TASK INSTRUCTIONS.
List each line in the items below that contains the word "Target".
-- INPUT DATA start --
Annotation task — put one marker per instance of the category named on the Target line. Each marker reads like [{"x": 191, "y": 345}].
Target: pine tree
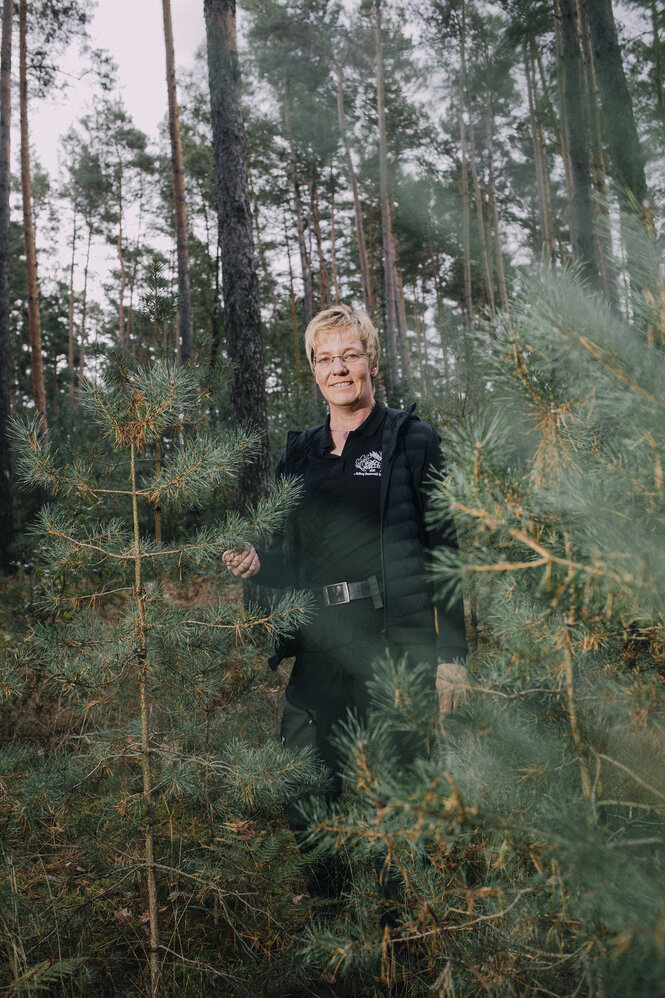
[
  {"x": 530, "y": 842},
  {"x": 148, "y": 791}
]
-- INPUT DATA end --
WRITTEN SOLUTION.
Annotation task — put one marker per instance of the category named on the Target line. Each marker reads like [{"x": 191, "y": 345}].
Target: pine tree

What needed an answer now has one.